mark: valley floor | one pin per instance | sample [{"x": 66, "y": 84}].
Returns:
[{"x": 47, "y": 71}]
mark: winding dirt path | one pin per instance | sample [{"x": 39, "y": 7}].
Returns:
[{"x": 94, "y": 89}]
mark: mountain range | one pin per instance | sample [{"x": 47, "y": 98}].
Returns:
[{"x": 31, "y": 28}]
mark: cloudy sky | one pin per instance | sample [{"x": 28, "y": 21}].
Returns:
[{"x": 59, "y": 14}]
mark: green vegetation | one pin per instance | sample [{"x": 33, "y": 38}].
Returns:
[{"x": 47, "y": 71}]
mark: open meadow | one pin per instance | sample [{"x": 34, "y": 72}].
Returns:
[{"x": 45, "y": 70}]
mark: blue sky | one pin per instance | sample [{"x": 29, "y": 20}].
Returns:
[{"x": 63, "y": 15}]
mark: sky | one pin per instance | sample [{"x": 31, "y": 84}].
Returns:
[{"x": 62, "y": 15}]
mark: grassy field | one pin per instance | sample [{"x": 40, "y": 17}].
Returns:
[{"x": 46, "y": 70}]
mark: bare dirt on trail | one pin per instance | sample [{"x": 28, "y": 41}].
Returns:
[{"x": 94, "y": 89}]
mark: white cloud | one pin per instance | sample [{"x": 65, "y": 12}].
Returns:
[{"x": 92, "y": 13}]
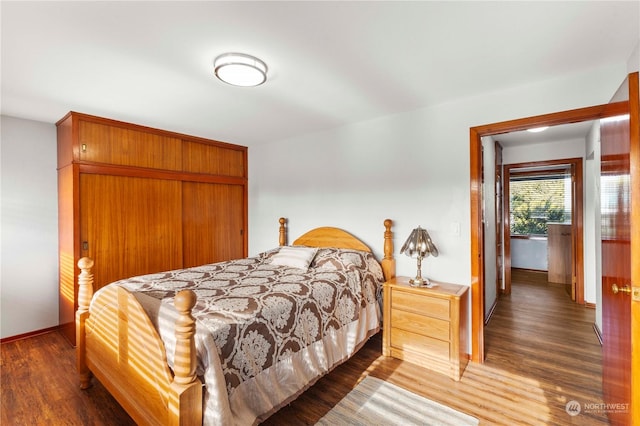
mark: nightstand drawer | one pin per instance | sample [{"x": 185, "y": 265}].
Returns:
[
  {"x": 420, "y": 324},
  {"x": 421, "y": 304},
  {"x": 412, "y": 342}
]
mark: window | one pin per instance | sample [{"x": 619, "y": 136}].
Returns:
[{"x": 536, "y": 200}]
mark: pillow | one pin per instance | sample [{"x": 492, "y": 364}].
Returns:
[
  {"x": 340, "y": 259},
  {"x": 294, "y": 257}
]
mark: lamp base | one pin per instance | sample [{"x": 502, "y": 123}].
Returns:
[{"x": 420, "y": 282}]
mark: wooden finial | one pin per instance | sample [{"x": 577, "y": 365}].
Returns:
[
  {"x": 185, "y": 355},
  {"x": 283, "y": 231},
  {"x": 85, "y": 293},
  {"x": 388, "y": 262},
  {"x": 85, "y": 284}
]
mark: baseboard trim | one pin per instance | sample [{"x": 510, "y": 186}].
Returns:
[
  {"x": 29, "y": 334},
  {"x": 596, "y": 329}
]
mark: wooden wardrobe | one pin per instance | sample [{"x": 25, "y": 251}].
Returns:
[{"x": 139, "y": 200}]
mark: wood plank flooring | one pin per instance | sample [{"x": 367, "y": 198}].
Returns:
[{"x": 541, "y": 352}]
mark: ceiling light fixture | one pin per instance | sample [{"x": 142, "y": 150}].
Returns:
[{"x": 239, "y": 69}]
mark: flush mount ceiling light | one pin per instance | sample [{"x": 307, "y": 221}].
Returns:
[{"x": 239, "y": 69}]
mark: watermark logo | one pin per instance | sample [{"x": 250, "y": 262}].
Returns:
[{"x": 573, "y": 408}]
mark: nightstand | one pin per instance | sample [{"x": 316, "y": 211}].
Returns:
[{"x": 427, "y": 326}]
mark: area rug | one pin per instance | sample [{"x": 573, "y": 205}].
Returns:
[{"x": 375, "y": 402}]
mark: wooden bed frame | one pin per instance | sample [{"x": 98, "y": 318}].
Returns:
[{"x": 118, "y": 344}]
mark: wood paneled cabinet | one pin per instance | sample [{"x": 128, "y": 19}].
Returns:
[
  {"x": 139, "y": 200},
  {"x": 427, "y": 326},
  {"x": 559, "y": 253}
]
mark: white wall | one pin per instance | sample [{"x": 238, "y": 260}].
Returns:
[
  {"x": 592, "y": 224},
  {"x": 29, "y": 227}
]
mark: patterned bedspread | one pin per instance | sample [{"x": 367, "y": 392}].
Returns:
[{"x": 265, "y": 332}]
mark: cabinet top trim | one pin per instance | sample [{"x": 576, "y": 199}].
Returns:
[{"x": 138, "y": 127}]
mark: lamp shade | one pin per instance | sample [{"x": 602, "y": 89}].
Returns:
[
  {"x": 239, "y": 69},
  {"x": 419, "y": 244}
]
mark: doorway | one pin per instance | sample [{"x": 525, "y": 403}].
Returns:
[
  {"x": 562, "y": 223},
  {"x": 476, "y": 197}
]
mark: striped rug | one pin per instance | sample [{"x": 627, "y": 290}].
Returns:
[{"x": 375, "y": 402}]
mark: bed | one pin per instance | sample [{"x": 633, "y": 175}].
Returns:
[{"x": 206, "y": 345}]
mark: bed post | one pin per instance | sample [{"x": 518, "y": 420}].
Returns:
[
  {"x": 85, "y": 293},
  {"x": 283, "y": 231},
  {"x": 388, "y": 262},
  {"x": 185, "y": 405}
]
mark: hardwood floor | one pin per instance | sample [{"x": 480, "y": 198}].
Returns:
[{"x": 541, "y": 353}]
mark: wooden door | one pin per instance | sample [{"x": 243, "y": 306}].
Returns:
[
  {"x": 620, "y": 221},
  {"x": 213, "y": 222},
  {"x": 130, "y": 226}
]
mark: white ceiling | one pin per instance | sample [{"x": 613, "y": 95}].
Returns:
[{"x": 330, "y": 63}]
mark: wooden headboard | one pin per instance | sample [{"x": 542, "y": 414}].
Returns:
[{"x": 328, "y": 236}]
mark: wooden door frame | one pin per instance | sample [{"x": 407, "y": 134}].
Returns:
[
  {"x": 477, "y": 232},
  {"x": 577, "y": 217}
]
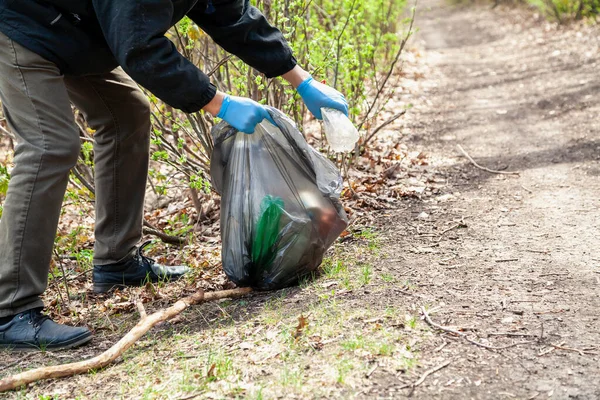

§

■ Exercise goal
Whenever a line of the material above contains the string "dirt", copy that line out.

■ Answer to this task
mark: winding dirt path | one pin per instance | sample [{"x": 39, "y": 7}].
mark: bare dirt on trail | one pin per instance | sample [{"x": 28, "y": 41}].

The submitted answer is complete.